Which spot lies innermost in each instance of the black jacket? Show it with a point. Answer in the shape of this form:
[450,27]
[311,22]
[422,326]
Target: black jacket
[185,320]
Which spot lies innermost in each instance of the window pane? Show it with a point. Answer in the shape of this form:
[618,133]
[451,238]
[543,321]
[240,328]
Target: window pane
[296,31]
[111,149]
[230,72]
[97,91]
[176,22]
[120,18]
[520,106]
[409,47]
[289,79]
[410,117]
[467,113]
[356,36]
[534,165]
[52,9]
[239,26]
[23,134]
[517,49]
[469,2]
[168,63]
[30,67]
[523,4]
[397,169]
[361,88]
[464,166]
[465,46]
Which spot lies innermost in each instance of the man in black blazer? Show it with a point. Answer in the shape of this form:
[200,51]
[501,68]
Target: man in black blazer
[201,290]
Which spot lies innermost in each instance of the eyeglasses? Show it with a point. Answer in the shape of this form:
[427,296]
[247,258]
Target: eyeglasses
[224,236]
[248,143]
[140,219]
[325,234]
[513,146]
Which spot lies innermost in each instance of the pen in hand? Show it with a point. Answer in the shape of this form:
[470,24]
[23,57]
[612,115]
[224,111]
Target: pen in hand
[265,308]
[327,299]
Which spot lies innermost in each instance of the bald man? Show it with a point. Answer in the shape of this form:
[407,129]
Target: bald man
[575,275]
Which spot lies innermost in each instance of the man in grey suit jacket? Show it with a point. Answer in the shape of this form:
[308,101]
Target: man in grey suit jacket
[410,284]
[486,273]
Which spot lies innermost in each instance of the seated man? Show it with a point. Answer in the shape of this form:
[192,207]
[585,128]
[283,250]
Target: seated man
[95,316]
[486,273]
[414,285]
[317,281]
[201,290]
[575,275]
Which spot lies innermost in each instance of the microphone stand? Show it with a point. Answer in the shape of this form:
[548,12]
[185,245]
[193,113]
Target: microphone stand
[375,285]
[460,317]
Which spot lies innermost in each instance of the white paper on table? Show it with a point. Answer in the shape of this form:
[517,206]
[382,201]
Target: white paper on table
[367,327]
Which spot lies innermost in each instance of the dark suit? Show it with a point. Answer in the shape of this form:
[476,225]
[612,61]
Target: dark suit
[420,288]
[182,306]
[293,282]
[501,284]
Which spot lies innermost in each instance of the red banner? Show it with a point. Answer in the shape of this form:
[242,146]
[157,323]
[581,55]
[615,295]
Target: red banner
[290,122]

══════════

▸ **What is required**:
Produce an exact copy of all the records.

▸ **Response to the task**:
Which spot lies innermost in each instance of the black jacket? Show it with a point. Answer in the shape of this form:
[450,27]
[311,22]
[422,326]
Target: black jacket
[185,320]
Which spot lies innermost in each instance of the window pane? Show it with a point. Answer in the shape of this form:
[618,133]
[451,238]
[543,321]
[240,328]
Target: window pane
[296,31]
[111,149]
[230,72]
[97,91]
[176,22]
[120,18]
[520,106]
[409,47]
[289,79]
[410,117]
[467,113]
[356,36]
[534,165]
[52,9]
[239,26]
[23,134]
[517,49]
[469,2]
[168,63]
[30,67]
[523,4]
[397,169]
[361,88]
[464,166]
[465,46]
Which spot lies innermost in each instance of the man in black blazer? Show it with a point. Answer in the shape of this form:
[200,51]
[501,68]
Target: man in black blazer
[201,290]
Which spot lies innermost in each instance of the eyeglasses? Show it with a point. Answer in the shape of this form:
[427,296]
[247,258]
Target: eyeglasses
[224,236]
[248,143]
[140,219]
[325,234]
[513,146]
Which spot lies innermost in each instance of the pen in hand? Show it with a point. Answer in the shape of this form:
[470,24]
[23,57]
[612,115]
[224,111]
Target: pen in hand
[265,308]
[327,299]
Which spot lies innermost in each instance of the bald man? Show it with a point. Answer in the shape of this form:
[407,129]
Target: bald man
[575,275]
Which spot lies innermost in each instance of the man in grey suit jacket? Show it with a point. Answer in the shape of this form:
[308,101]
Target: man in grey suit jacket
[410,284]
[486,273]
Which spot lies innermost in each instance of the seated man? Show it with a point. Answer in the shape of this form:
[192,207]
[585,128]
[283,250]
Target: seated man
[95,316]
[486,273]
[414,285]
[317,281]
[201,290]
[575,275]
Which spot lies innermost in each instance of the microphone stand? Show it with a point. Answer in the shape of this form:
[548,12]
[185,245]
[193,113]
Target: microphone stand
[375,285]
[460,317]
Which spot lies innermost in each instance of the white paper on table? Show it with a point. Answer in the shape of this form:
[517,206]
[382,201]
Target: white paper on table
[367,327]
Which spot lies innermost in each instance of the dark suit? Show it with a point. Answer in the shape of this form:
[476,225]
[612,61]
Target: dark suit
[420,288]
[182,306]
[293,282]
[501,284]
Which spot lies innermost in each instance of the red banner? Show it with a point. Answer in the shape of this form:
[242,146]
[157,323]
[581,55]
[615,295]
Target: red banner
[290,122]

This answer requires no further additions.